## begin

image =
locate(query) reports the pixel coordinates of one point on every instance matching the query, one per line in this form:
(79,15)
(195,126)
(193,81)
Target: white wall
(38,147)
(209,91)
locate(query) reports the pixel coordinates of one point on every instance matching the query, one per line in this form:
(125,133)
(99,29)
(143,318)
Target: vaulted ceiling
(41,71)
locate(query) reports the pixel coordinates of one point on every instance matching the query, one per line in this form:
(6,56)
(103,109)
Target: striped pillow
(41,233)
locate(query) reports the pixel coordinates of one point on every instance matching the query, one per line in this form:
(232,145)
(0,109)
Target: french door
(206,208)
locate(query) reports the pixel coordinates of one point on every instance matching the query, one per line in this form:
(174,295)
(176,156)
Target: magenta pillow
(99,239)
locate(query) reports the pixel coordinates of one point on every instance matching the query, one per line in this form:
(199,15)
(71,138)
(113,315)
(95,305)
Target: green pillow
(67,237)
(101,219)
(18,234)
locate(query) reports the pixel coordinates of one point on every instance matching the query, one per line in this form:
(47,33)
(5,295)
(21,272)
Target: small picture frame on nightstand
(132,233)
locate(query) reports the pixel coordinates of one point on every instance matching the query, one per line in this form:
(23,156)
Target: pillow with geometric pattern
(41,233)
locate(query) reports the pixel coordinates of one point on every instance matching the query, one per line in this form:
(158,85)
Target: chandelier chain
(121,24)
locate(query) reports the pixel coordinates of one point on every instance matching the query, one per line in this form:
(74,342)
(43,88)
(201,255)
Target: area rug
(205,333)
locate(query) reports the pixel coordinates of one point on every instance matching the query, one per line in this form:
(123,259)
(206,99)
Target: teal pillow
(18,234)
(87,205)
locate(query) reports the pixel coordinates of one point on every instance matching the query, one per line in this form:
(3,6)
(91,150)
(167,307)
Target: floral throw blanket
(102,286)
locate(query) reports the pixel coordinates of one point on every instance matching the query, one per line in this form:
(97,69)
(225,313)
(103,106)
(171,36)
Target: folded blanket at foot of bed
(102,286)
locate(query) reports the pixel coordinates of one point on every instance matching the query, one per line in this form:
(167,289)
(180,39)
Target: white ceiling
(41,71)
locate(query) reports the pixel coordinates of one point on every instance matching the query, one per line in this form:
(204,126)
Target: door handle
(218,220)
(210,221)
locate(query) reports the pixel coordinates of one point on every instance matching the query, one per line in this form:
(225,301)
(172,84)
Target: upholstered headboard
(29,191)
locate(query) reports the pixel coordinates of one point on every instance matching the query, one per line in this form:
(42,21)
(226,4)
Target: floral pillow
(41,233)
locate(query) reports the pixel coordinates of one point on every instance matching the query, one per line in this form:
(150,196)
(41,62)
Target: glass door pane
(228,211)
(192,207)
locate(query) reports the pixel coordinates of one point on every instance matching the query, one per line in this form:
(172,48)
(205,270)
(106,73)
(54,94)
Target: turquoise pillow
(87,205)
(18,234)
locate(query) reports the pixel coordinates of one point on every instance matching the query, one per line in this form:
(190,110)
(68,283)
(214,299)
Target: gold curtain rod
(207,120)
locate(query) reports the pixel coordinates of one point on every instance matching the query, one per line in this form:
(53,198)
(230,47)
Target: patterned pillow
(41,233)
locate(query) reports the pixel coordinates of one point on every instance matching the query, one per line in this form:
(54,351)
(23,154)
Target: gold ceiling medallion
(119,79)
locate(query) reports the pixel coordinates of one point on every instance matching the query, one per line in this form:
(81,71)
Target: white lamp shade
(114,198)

## end

**Task details:** Write out the whole listing again. Match it word for word.

**Finished task:**
image =
locate(query) reports the pixel coordinates of one point on every instance matching the query, one per line in this form:
(79,15)
(195,126)
(193,81)
Target: white wall
(38,147)
(209,91)
locate(query) reports the pixel coordinates of one point on every instance matching the query, one per line in this form:
(125,133)
(99,29)
(143,318)
Target: vaulted ceiling
(41,71)
locate(query) reports the pixel coordinates of one point on every instance matching the query, one per line in this form:
(6,56)
(103,109)
Target: striped pillow
(41,233)
locate(query) reports the pixel coordinates of one point on every instance matching the query, one per line in this form:
(232,145)
(0,109)
Target: french door
(206,208)
locate(query) reports the pixel coordinates of one point on every instance matching the query, one per line in this form:
(174,295)
(176,156)
Target: magenta pillow
(99,239)
locate(query) reports the pixel coordinates of one point on every instance matching the query, one per line in this form:
(199,15)
(71,138)
(113,315)
(95,305)
Target: green pillow
(67,237)
(101,219)
(18,234)
locate(query) reports the pixel coordinates of one point on every instance matching the query, one per line in this form:
(47,33)
(5,295)
(21,272)
Target: small picture frame on nightstand
(132,233)
locate(query) reports the pixel coordinates of one point on every instance matching the query, one per line in this form:
(23,156)
Target: pillow with geometric pattern
(41,233)
locate(query) reports the pixel coordinates of one point on every instance matching the query, one per line in this form:
(158,85)
Target: chandelier chain
(121,24)
locate(query) reports the pixel coordinates of one point on every instance matching the query, one per line in this form:
(74,342)
(43,88)
(201,255)
Target: area rug
(205,333)
locate(query) reports the pixel coordinates of one point on every instance matching the query, one per line in this form:
(123,259)
(206,99)
Target: teal pillow
(18,234)
(87,205)
locate(query) reports the pixel coordinates of one point on every instance matching the query, one per line in this form:
(3,6)
(91,150)
(167,307)
Target: floral throw blanket
(102,286)
locate(query) reports the pixel coordinates of one point on every instance matching the query, one per line in this form:
(97,69)
(225,313)
(103,106)
(171,36)
Target: folded blanket at foot of bed
(102,286)
locate(query) reports the pixel coordinates of one point on every instance matching the query, one per line in this form:
(167,289)
(180,39)
Target: white ceiling
(41,71)
locate(query) reports the pixel coordinates of one point on every instance matching the query, one per line in this form:
(204,126)
Target: door handle
(218,220)
(210,221)
locate(query) reports the pixel coordinates of one point on every instance matching the query, one per line in this form:
(225,301)
(172,84)
Target: upholstered headboard
(29,191)
locate(query) reports the pixel coordinates of one point on every instance matching the query, one per line in this form:
(42,21)
(226,4)
Target: floral pillow
(41,233)
locate(query) reports the pixel coordinates of one point on every instance matching the query, one per line in this form:
(150,196)
(41,62)
Target: glass door pane
(228,211)
(192,207)
locate(query) reports the pixel coordinates of one point on every instance matching the query, one per line in this form:
(172,48)
(205,270)
(106,73)
(54,94)
Target: turquoise pillow
(87,205)
(18,234)
locate(query) reports the pixel coordinates of one point on every instance matching the query, one per line in this form:
(190,110)
(68,283)
(214,299)
Target: gold curtain rod
(207,120)
locate(query) reports the pixel coordinates of one point on every instance matching the query, one per line in this form:
(53,198)
(230,47)
Target: patterned pillow
(41,233)
locate(query) reports the pixel coordinates of one point on every instance matching the query, one per line in this form:
(54,351)
(23,154)
Target: gold ceiling medallion
(119,79)
locate(query) reports the pixel coordinates of one point on every instance matching the query, one per line in this form:
(81,71)
Target: white lamp shade
(114,198)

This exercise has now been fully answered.